### WHAT TO WORK ON
Give the lines again, everything from the top down to the line containing "154L534 165L513 287L535", both ends included, with "clicks" switched to "points" and nothing else changed. Leave the pictures out of your answer.

### DATASET RECORDS

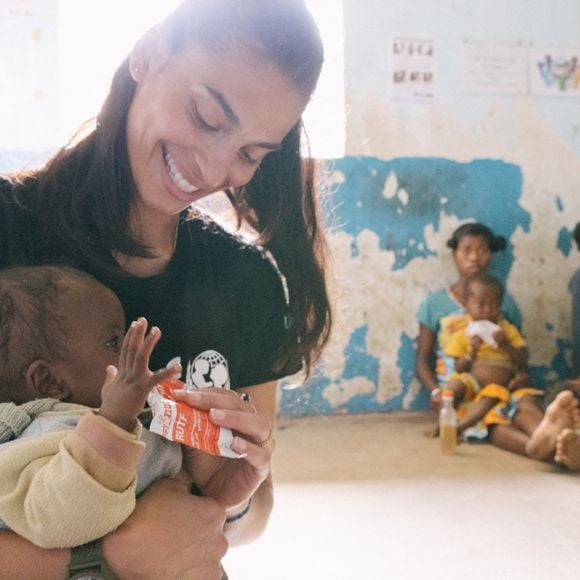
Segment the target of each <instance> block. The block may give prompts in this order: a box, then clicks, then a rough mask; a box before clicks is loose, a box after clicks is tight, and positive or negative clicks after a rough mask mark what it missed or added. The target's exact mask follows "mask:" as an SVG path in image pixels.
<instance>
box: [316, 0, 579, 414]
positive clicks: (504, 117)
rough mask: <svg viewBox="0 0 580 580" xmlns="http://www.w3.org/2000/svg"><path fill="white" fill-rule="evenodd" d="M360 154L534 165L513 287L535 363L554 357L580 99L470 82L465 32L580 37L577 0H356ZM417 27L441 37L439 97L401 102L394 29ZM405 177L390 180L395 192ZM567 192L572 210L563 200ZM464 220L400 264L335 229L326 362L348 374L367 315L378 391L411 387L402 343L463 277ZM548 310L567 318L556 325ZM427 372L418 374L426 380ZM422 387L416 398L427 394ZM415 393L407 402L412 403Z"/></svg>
mask: <svg viewBox="0 0 580 580" xmlns="http://www.w3.org/2000/svg"><path fill="white" fill-rule="evenodd" d="M344 8H345V29H346V45H345V77H346V89H347V106H348V115H347V154H348V155H356V156H359V155H360V156H371V157H378V158H381V159H392V158H395V157H406V156H410V157H417V156H426V157H431V156H434V157H444V158H449V159H452V160H456V161H465V162H466V161H471V160H474V159H479V158H493V159H501V160H503V161H506V162H508V163H513V164H515V165H518V166H519V167H520V168H521V170H522V173H523V193H522V197H521V200H520V203H521V205H522V206H523V207H524V209H526V210H527V211H528V212H529V213H530V214H531V229H530V231H529V232H523V231H518V232H517V233H516V235H515V236H513V237H512V240H511V241H512V242H513V244H514V245H515V250H514V252H515V253H514V256H515V262H514V265H513V267H512V270H511V273H510V276H509V290H510V292H512V294H514V295H515V296H516V298H517V300H518V302H519V304H520V306H521V308H522V310H523V313H524V318H525V323H524V332H525V334H526V335H527V336H528V339H529V341H530V349H531V353H532V357H531V362H532V363H533V364H534V365H543V364H546V365H549V364H550V362H551V360H552V357H553V356H554V354H555V338H557V337H567V336H568V335H569V331H570V329H569V296H568V294H567V283H568V280H569V279H570V277H571V275H572V273H573V271H574V270H575V269H576V268H578V267H580V255H579V254H578V252H576V250H575V249H574V250H573V251H572V252H571V253H570V255H569V257H564V256H563V255H562V253H561V252H560V251H559V250H558V249H557V247H556V245H557V239H558V233H559V230H560V228H561V227H567V228H571V227H573V225H574V224H575V223H576V222H577V221H580V99H577V98H576V99H563V98H561V99H558V98H534V97H531V96H524V97H517V98H513V97H483V96H469V95H463V94H462V92H461V77H460V74H461V60H460V59H461V45H462V43H463V42H464V41H466V40H467V41H471V42H481V43H499V44H514V43H523V44H525V45H529V46H537V47H541V46H552V47H568V48H574V47H579V46H580V1H577V0H527V1H525V0H503V1H499V0H438V1H433V0H344ZM394 35H407V36H411V37H418V38H433V39H434V40H435V43H436V44H435V46H436V51H437V54H438V59H437V63H436V75H437V79H438V84H437V98H436V99H435V101H434V103H433V104H415V103H412V104H411V103H394V102H392V101H391V100H390V98H389V83H388V79H389V62H388V58H387V54H388V50H387V48H388V44H389V40H390V38H391V37H392V36H394ZM389 191H391V192H392V191H393V184H389V183H386V184H385V194H386V195H388V194H389ZM557 196H559V198H560V200H561V202H562V203H563V205H564V208H565V210H564V211H559V210H558V208H557V203H556V201H557V200H556V198H557ZM457 225H458V221H457V219H455V218H450V217H448V216H442V221H441V227H440V230H439V231H438V232H435V231H430V232H426V239H427V240H428V244H429V247H430V248H431V249H433V250H434V251H437V252H438V253H441V257H437V258H428V259H425V260H414V261H412V262H411V263H410V264H409V265H408V266H407V267H406V268H405V269H403V270H399V271H395V272H393V271H391V265H392V263H393V260H394V257H393V256H392V255H390V253H389V252H385V251H381V250H380V249H379V248H378V245H377V240H376V237H375V236H374V235H373V234H372V233H371V232H370V231H367V232H362V233H361V234H360V235H359V236H358V240H357V241H358V244H359V248H360V255H358V256H357V257H355V258H353V257H351V255H350V242H351V240H350V239H348V238H347V237H345V236H344V234H342V233H337V234H335V235H333V236H332V240H331V243H332V246H333V252H334V259H335V271H336V274H337V279H338V285H339V286H340V283H341V280H348V285H345V286H344V287H342V288H341V290H340V292H339V297H338V302H337V304H338V307H337V324H336V328H335V332H334V335H333V340H332V343H331V345H330V346H329V348H328V351H327V355H326V357H325V373H326V374H327V375H329V376H331V377H333V378H337V377H339V376H340V374H341V372H342V370H343V368H342V366H343V365H344V358H343V354H342V353H344V348H345V346H346V344H347V341H348V336H349V333H350V331H351V330H352V328H355V327H358V326H360V325H362V324H368V327H369V333H368V344H367V349H368V352H369V353H370V354H372V355H373V356H376V357H377V358H379V359H380V361H381V371H380V374H381V378H380V385H379V386H378V390H377V391H376V393H375V396H376V400H377V402H378V403H382V402H384V401H385V400H386V399H388V398H390V397H392V396H393V395H394V394H397V393H398V392H400V389H401V385H400V379H399V375H398V371H397V369H396V352H397V350H398V347H399V345H400V336H401V332H407V333H409V334H412V333H413V332H416V322H415V319H416V312H417V308H418V306H419V303H420V302H421V300H422V299H423V297H424V296H425V294H426V293H427V291H428V290H429V289H433V288H437V287H440V286H441V285H442V284H444V283H446V282H448V281H450V280H452V279H454V268H453V265H452V263H451V259H450V257H449V252H448V250H446V248H445V240H446V239H447V238H448V236H449V234H450V233H451V231H452V230H453V229H455V227H457ZM546 321H550V322H551V323H552V324H554V325H555V328H554V330H553V331H548V330H547V329H546V327H545V323H546ZM417 388H418V385H412V387H411V391H413V392H414V391H416V389H417ZM370 390H371V386H370V385H368V384H366V383H365V382H364V381H358V382H357V381H351V382H345V381H343V382H341V383H337V384H333V385H332V386H330V387H328V388H327V389H326V392H325V393H324V396H325V398H326V399H327V400H328V402H329V403H330V404H331V406H333V407H336V406H338V405H340V404H345V403H346V402H348V400H349V399H350V398H351V397H352V396H354V395H356V394H361V393H368V392H370ZM413 392H410V393H409V394H408V396H407V398H406V401H407V402H408V401H409V400H411V399H412V398H413V396H414V393H413ZM405 404H406V403H405V401H404V405H405Z"/></svg>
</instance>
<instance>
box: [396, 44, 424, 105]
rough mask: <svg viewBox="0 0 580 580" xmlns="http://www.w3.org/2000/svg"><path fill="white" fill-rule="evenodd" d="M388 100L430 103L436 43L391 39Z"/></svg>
mask: <svg viewBox="0 0 580 580" xmlns="http://www.w3.org/2000/svg"><path fill="white" fill-rule="evenodd" d="M390 57H391V59H390V60H391V98H392V99H395V100H406V101H431V100H433V99H434V97H435V42H434V41H433V40H432V39H420V38H406V37H400V36H398V37H394V38H393V39H392V41H391V46H390Z"/></svg>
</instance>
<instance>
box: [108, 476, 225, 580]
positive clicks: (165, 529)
mask: <svg viewBox="0 0 580 580" xmlns="http://www.w3.org/2000/svg"><path fill="white" fill-rule="evenodd" d="M224 520H225V511H224V509H223V508H222V507H220V506H219V505H218V504H217V503H216V502H215V501H213V500H212V499H209V498H205V497H197V496H193V495H190V493H189V486H188V485H186V484H184V483H182V482H179V481H177V480H170V479H162V480H160V481H157V482H156V483H154V484H153V485H151V486H150V487H149V488H148V489H147V491H146V492H145V493H144V494H143V495H142V496H141V497H140V498H139V499H138V500H137V507H136V508H135V511H134V512H133V513H132V514H131V516H130V517H129V518H128V519H127V520H126V521H125V522H124V523H123V524H121V526H120V527H119V528H118V529H117V530H115V531H114V532H112V533H111V534H109V535H107V536H105V538H104V539H103V555H104V557H105V560H106V561H107V563H108V565H109V567H110V568H111V570H112V571H113V572H114V573H115V575H116V576H117V577H119V578H132V579H139V580H158V579H159V578H179V579H183V580H186V579H192V580H193V579H199V578H203V579H204V580H206V579H207V580H220V579H221V578H222V575H223V571H222V568H221V560H222V558H223V557H224V555H225V553H226V551H227V548H228V542H227V541H226V539H225V536H224V532H223V527H224Z"/></svg>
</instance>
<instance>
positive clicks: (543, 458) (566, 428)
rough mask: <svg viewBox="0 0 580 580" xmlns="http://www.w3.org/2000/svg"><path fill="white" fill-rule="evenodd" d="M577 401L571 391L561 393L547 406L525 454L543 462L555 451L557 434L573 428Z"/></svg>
mask: <svg viewBox="0 0 580 580" xmlns="http://www.w3.org/2000/svg"><path fill="white" fill-rule="evenodd" d="M577 409H578V401H577V399H576V397H575V396H574V394H573V393H572V391H562V392H561V393H558V395H557V396H556V398H555V399H554V400H553V401H552V402H551V403H550V404H549V405H548V408H547V409H546V414H545V415H544V418H543V419H542V422H541V423H540V424H539V425H538V427H537V428H536V430H535V431H534V432H533V433H532V436H531V437H530V440H529V441H528V442H527V444H526V453H527V455H528V456H529V457H532V458H533V459H539V460H545V459H548V458H549V456H550V455H551V454H552V453H553V452H554V450H555V449H556V439H557V438H558V434H559V433H560V432H561V431H563V430H564V429H571V428H572V427H574V420H575V416H576V415H577V413H578V410H577Z"/></svg>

### EXERCISE OUTPUT
Segment the target of each <instance> block. The block may give prompts in this order: a box, then points, then a rough mask; a box before points is loose, a box after points is tight, and positive or negative points after a rough mask mark what it missed or added. The target's exact mask follows "mask:" as an SVG path in image pixels.
<instance>
box: [316, 0, 579, 414]
positive points: (504, 117)
rough mask: <svg viewBox="0 0 580 580" xmlns="http://www.w3.org/2000/svg"><path fill="white" fill-rule="evenodd" d="M360 154L534 165L513 287L535 363L554 357L580 99L470 82L465 32L580 37L577 0H356ZM417 27L441 37L439 97L401 102L394 29ZM405 177L390 180L395 192ZM567 192L572 210L563 200ZM464 220L400 264L335 229L326 362L348 374L367 315L378 391L411 387L402 343L463 277ZM548 310L567 318L556 325ZM427 372L418 374L426 380ZM422 387L416 398L427 394ZM415 393L407 402L412 403Z"/></svg>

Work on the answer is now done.